- Page text
──────────
Skip to main content

Thai phonology engine with pluggable transliteration systems.

Project description

thaiphon

A zero-dependency Thai phonological transliteration engine. 75 % exact-match accuracy against independent Wiktionary IPA ground truth when installed with the optional thaiphon-data-volubilis lexicon package; 57 % on the base engine alone (see Accuracy for details).

What it does

Thai script goes in; transliteration comes out. The engine first resolves the input into a phonological word — a tuple of syllables, each decomposed into IPA-based onset, vowel quality, vowel length, coda, and tone. Every output scheme is then a small declarative SchemeMapping that renames those phonemes into a target surface form. Add a new scheme by writing data, not code.

Eight built-in renderers ship with the package:

  • ipa — IPA with tone contour digits (the default phonological representation used for the Wiktionary benchmark).
  • tlc — thai-language.com "Enhanced Phonemic" with bracketed tone tags ({M}, {L}, {H}, {F}, {R}). Supports format="html", which emits the tone markers as <sup> tags instead of braces (naam<sup>H</sup>) to match the thai-language.com rendering.
  • rtgs — Royal Thai General System of Transcription (the 2002 Royal Institute specification). Plain ASCII Latin output with no tone marks, no length distinction, and no diacritics — aspirated stops as ph, th, kh, ch; six final consonants (k, t, p, n, m, ng). The canonical "official" form used on road signs, map names, and government publications.
──────────
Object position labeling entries
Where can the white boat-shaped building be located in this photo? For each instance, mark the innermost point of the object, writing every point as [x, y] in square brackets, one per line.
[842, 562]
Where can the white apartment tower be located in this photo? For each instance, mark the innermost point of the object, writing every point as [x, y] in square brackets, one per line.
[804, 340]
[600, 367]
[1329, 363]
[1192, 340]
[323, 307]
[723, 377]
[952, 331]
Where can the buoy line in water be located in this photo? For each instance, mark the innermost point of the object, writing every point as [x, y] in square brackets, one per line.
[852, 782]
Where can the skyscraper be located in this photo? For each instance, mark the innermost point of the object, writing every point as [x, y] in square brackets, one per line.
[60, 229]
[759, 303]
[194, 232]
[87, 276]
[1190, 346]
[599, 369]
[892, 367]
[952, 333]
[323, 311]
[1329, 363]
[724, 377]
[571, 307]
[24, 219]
──────────
- Task list
- 1) Set down the records word for word, starting at the line that contains "Where can the buoy" and ending at the last line of the records.
- 2) Pick up the page text on the thaiphon transliteration engine right after its last sentence and keep it going.

- Task responses
- 1)
Where can the buoy line in water be located in this photo? For each instance, mark the innermost point of the object, writing every point as [x, y] in square brackets, one per line.
[852, 782]
Where can the skyscraper be located in this photo? For each instance, mark the innermost point of the object, writing every point as [x, y] in square brackets, one per line.
[60, 229]
[759, 303]
[194, 232]
[87, 276]
[1190, 346]
[599, 369]
[892, 367]
[952, 333]
[323, 311]
[1329, 363]
[724, 377]
[571, 307]
[24, 219]

- 2)
  • rtl — Rak Thai Language School convention. IPA-style vowels (ʉ ɛ ɔ ə), aspirated-stop digraphs (ph, th, kh, ch), an explicit ʼ (U+02BC) for vowel-initial syllables, and a macron on mid-tone vowels. Syllable separator is a single space.
  • paiboon — the original Paiboon Publishing romanization used in the first-edition Thai for Beginners series. Aspirated stops take bare letters (p, t, k, ch); unaspirated voiceless stops use English-cluster digraphs (bp, dt, g, j). IPA-style vowels double for length (aa, ii, ʉʉ). Centring diphthongs have no short/long distinction in spelling (ia, ʉa, ua). Syllable separator is -.
  • paiboon_plus — the revised system adopted in the 2009 Three-Way dictionary. Identical to paiboon except the centring diphthongs double for length (short ia ʉa ua, long iia ʉʉa uua) and the triphthong-like combinations follow suit (iiao, uuai, ʉʉai).
  • morev — Cyrillic transliteration following the Russian-academic dictionary-citation tradition. Aspirated stops as digraphs (кх, тх, пх) in text mode and as к<sup>х</sup> etc in HTML mode. Vowel length marked by a combining macron; tone by a spacing diacritic at the end of the syllable.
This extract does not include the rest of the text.